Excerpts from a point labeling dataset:
- - - - -

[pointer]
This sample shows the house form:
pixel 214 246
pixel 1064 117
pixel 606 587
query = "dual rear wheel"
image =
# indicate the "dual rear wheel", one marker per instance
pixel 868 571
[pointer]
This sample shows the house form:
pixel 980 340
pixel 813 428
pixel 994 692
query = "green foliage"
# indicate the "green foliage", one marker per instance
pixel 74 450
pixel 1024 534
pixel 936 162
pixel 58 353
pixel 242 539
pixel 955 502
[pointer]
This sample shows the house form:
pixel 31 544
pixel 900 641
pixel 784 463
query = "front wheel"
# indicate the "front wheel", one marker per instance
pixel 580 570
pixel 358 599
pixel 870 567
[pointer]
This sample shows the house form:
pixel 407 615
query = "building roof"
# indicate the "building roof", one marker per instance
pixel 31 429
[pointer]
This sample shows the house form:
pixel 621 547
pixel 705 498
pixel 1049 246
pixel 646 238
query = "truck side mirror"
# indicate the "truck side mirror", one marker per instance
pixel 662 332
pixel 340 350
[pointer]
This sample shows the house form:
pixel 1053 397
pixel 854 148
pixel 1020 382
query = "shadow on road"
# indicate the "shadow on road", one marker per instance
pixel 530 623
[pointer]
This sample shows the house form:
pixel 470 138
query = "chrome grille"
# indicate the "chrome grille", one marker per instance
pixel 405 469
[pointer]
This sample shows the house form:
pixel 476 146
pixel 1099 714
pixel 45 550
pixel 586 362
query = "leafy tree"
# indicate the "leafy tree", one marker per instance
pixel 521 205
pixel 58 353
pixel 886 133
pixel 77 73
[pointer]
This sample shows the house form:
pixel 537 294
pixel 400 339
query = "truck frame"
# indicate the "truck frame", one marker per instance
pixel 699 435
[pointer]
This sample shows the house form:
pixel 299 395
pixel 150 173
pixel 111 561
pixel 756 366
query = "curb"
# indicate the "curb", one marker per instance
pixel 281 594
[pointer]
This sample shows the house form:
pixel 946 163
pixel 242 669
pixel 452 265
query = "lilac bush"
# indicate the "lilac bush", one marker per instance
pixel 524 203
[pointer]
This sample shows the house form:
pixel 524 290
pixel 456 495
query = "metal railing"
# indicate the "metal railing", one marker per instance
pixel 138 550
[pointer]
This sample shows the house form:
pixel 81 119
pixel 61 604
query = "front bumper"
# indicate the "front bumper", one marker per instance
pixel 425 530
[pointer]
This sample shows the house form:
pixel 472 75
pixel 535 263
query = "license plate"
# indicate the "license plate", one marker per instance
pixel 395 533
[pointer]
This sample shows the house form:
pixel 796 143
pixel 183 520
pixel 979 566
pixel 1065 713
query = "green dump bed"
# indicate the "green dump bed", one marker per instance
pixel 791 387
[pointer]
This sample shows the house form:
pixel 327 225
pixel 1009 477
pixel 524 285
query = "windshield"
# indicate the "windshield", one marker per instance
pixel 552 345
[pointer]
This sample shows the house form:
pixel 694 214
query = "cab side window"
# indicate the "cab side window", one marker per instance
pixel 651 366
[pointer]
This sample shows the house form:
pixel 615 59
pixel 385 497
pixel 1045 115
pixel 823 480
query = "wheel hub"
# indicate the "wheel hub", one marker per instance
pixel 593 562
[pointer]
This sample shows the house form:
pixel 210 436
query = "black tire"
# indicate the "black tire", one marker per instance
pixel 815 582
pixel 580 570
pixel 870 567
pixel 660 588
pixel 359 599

- - - - -

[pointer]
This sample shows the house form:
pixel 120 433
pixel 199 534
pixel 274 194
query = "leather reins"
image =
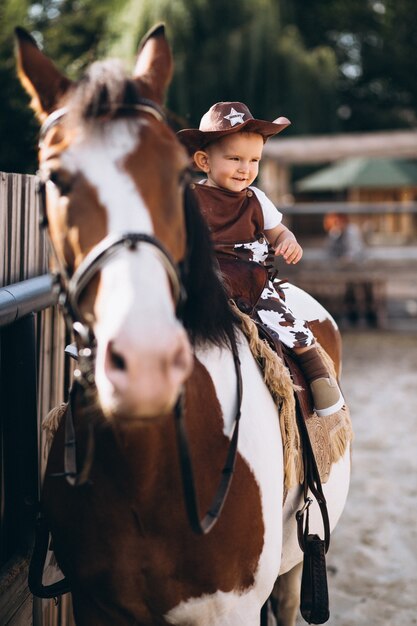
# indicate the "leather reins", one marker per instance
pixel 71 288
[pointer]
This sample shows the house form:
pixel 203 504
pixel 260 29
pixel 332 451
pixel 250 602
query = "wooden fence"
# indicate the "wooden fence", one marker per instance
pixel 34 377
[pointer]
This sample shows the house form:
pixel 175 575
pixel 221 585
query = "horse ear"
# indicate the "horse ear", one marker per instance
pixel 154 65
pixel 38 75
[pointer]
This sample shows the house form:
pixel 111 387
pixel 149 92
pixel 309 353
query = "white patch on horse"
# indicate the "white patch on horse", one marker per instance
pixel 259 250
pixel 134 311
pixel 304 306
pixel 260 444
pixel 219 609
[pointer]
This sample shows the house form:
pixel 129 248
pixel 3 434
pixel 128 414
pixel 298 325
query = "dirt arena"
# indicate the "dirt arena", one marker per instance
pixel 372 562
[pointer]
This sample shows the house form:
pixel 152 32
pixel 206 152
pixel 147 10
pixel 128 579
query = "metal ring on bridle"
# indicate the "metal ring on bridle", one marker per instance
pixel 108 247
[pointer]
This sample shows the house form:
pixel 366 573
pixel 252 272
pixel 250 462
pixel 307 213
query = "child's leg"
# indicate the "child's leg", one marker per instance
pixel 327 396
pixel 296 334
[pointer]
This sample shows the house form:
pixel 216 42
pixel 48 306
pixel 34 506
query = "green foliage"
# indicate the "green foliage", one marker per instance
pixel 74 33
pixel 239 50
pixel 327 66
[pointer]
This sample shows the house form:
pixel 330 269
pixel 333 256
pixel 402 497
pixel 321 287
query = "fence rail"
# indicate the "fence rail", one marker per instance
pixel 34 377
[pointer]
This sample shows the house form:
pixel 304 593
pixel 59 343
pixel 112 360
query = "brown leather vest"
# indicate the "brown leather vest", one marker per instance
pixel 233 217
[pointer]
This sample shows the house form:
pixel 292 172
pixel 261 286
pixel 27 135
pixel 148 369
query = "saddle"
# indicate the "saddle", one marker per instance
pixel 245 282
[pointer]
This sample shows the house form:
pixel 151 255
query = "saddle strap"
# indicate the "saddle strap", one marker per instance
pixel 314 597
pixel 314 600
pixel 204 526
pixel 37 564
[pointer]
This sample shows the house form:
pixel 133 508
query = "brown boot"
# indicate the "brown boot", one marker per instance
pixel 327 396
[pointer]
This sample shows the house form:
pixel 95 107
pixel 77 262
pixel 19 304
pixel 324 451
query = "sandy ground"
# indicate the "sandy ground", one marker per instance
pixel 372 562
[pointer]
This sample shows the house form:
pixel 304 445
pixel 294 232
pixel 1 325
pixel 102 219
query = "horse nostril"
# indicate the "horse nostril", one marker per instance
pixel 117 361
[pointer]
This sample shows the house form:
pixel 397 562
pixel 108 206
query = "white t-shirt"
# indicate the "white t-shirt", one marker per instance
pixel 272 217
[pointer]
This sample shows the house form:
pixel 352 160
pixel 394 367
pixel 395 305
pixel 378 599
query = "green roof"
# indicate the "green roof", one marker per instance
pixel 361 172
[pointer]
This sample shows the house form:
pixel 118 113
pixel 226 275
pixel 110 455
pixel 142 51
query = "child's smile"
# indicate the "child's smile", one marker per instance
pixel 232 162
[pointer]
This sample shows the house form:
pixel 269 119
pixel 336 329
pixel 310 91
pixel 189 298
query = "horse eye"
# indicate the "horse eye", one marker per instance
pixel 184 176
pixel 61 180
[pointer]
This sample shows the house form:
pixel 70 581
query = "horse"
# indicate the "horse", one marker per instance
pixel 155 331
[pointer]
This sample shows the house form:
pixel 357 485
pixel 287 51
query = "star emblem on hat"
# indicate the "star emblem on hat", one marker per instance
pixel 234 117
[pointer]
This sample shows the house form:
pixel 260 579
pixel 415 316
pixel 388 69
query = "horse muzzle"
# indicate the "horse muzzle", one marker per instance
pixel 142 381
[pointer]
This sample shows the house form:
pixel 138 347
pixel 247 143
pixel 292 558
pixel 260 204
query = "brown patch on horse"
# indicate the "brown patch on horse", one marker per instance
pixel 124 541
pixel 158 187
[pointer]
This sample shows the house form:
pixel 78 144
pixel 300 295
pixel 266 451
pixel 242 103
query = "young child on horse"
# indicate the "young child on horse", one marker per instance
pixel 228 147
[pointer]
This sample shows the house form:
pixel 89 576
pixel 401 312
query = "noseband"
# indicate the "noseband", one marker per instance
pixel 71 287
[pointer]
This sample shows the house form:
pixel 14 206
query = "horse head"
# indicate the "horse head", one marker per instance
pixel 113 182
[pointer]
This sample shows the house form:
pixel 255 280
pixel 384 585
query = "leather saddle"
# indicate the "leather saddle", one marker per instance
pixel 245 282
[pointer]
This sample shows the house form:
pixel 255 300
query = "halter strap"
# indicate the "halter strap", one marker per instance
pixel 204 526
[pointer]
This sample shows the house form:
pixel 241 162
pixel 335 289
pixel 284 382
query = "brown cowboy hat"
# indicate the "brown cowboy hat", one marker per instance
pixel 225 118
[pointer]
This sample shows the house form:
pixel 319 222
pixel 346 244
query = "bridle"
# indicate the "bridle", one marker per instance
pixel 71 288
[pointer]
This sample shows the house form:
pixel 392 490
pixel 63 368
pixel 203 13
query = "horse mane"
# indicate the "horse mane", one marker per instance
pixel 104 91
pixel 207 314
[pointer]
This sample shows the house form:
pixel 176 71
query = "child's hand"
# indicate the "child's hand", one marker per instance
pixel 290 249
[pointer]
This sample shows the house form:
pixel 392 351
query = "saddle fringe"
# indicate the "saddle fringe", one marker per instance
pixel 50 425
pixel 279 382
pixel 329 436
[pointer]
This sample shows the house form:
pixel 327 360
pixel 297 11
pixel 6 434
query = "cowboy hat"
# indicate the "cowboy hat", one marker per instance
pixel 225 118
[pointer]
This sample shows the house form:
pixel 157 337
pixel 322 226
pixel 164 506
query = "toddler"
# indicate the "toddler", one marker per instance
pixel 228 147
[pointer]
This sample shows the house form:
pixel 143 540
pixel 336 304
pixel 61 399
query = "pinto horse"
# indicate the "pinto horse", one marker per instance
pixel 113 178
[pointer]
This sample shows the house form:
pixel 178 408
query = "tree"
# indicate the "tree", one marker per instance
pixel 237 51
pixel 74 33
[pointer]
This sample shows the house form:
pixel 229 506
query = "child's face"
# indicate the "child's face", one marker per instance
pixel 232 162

- - - - -

§ **EXERCISE AIM**: Show each line of the material that contains the string "head".

§ **EXPECTED ANSWER**:
query = "horse head"
# indicate the "horse head", one marker per instance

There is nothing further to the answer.